EXTRACTED ENTRIES.
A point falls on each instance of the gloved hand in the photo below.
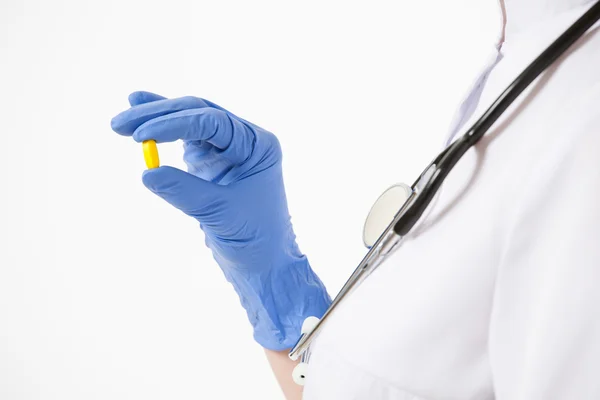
(234, 188)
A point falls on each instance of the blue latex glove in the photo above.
(234, 188)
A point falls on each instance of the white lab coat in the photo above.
(496, 292)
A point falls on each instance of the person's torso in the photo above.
(418, 327)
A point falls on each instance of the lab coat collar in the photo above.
(521, 14)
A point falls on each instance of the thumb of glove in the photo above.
(192, 195)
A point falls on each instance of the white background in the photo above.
(106, 292)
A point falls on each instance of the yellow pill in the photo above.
(150, 154)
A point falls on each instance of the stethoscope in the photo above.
(380, 235)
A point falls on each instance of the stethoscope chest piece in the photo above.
(383, 211)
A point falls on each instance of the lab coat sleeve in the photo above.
(544, 332)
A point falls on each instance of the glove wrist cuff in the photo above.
(279, 302)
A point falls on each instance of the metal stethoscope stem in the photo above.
(426, 186)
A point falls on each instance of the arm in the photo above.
(545, 327)
(282, 367)
(234, 189)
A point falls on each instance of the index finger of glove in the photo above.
(232, 136)
(129, 120)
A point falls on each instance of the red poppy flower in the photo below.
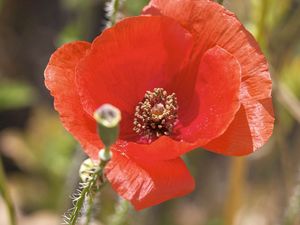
(185, 76)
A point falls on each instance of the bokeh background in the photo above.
(41, 159)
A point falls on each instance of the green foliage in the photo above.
(133, 7)
(15, 94)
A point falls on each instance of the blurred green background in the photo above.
(41, 159)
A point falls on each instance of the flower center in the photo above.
(156, 114)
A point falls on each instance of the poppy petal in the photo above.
(211, 24)
(217, 99)
(148, 183)
(60, 80)
(137, 55)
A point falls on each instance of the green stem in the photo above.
(113, 18)
(121, 213)
(262, 22)
(90, 203)
(6, 196)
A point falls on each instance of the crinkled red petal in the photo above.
(216, 100)
(146, 183)
(211, 24)
(60, 80)
(135, 56)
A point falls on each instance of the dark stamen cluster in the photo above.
(156, 114)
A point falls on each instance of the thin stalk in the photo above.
(261, 25)
(87, 191)
(6, 196)
(90, 203)
(114, 13)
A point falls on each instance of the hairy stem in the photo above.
(114, 13)
(87, 192)
(6, 196)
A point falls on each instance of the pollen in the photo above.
(156, 115)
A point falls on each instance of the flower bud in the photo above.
(86, 170)
(108, 118)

WHAT YOU SHOULD DO.
Return, unchanged, each line from the line containing "A point falls on each instance of the dark" through the last line of the material.

EXERCISE OUTPUT.
A point falls on each instance of the dark stamen cluster in the photo above.
(156, 114)
A point falls on each instance of the thin stalk in the photo above.
(261, 25)
(87, 191)
(6, 196)
(90, 203)
(114, 13)
A point falls on each instance of the hairy stem in the photo above.
(114, 13)
(87, 192)
(6, 196)
A point falls on each instance of the pollen in the photo above.
(156, 115)
A point falls on each instance of the flower bud in the photo above.
(86, 170)
(108, 118)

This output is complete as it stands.